Yazı =>
+--
İçerde çocuk var!

Haberin Devamı

PROJE harika.
Bunca olumsuzluğun içinde yüreğime su serpti.
“Bu ülkede iyi şeyler de oluyor!” dedirtti.
24 genç bir araya geliyor (13’ü kadın, 11’i erkek) “İçerde çocuk var” diye bir proje geliştiriyor.

İçerde çocuk var


Evet, “içeri”yle kastettikleri cezaevi...
İyileştirmek istedikleri yer de “kadın cezaevleri”.
8 kadın cezaevine anaokulu yapıyorlar.
Çünkü içerideki kadınların bir
kısmı anne ve çocukları da onlarla
birlikte içeride.
400’den fazla çocuktan söz ediyoruz.
Anneleriyle birlikte tel örgülerin arkasında büyüyen 400 çocuk.
Bizim çocuklarımız, özgürce büyüyor, toprağa, ağaca, suya dokunuyor, denize giriyor, gökyüzüne bakabiliyor...
Onlarsa, tamamen masum olmalarına rağmen bunları yaşayabilmek için 6 yıl beklemek zorundalar.
+--
Satırlar =>

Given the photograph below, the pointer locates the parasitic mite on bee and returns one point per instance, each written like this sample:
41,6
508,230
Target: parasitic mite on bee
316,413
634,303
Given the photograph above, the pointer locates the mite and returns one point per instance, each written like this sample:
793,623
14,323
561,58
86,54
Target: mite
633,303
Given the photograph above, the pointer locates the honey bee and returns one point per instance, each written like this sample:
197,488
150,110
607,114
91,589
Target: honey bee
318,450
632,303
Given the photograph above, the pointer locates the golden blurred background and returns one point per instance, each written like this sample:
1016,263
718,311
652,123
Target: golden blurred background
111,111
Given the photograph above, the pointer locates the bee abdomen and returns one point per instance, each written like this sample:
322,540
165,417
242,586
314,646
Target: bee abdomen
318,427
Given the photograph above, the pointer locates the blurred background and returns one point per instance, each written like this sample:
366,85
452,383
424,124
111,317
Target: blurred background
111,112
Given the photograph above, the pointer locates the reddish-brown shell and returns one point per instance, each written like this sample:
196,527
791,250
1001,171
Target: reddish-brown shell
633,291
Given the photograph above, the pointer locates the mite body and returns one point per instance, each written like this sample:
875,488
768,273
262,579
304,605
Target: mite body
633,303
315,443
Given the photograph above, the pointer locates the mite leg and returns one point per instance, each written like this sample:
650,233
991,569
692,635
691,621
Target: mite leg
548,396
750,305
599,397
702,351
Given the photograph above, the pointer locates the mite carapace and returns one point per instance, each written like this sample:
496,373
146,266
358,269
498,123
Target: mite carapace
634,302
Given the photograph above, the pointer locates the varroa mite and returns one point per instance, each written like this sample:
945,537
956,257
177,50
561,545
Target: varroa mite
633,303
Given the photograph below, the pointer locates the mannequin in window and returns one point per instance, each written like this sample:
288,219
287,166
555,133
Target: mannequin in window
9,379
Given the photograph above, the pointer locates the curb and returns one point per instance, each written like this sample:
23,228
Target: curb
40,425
+--
İstenenler =>
- a) Cezaevindeki çocuklarla ilgili yazıda "8 kadın cezaevine" ifadesinden "yıl beklemek zorundalar." ifadesine kadar olan bölümü hiç değiştirmeden yaz.
- b) Satırlar arasında "abdomen" kelimesini içerenlerin hepsini bul ve her birini aynen kopyala.

Sırayla yanıtlar =>
- a)
8 kadın cezaevine anaokulu yapıyorlar.
Çünkü içerideki kadınların bir
kısmı anne ve çocukları da onlarla
birlikte içeride.
400’den fazla çocuktan söz ediyoruz.
Anneleriyle birlikte tel örgülerin arkasında büyüyen 400 çocuk.
Bizim çocuklarımız, özgürce büyüyor, toprağa, ağaca, suya dokunuyor, denize giriyor, gökyüzüne bakabiliyor...
Onlarsa, tamamen masum olmalarına rağmen bunları yaşayabilmek için 6 yıl beklemek zorundalar.

- b)
Given the photograph above, the pointer locates the bee abdomen and returns one point per instance, each written like this sample:
Target: bee abdomen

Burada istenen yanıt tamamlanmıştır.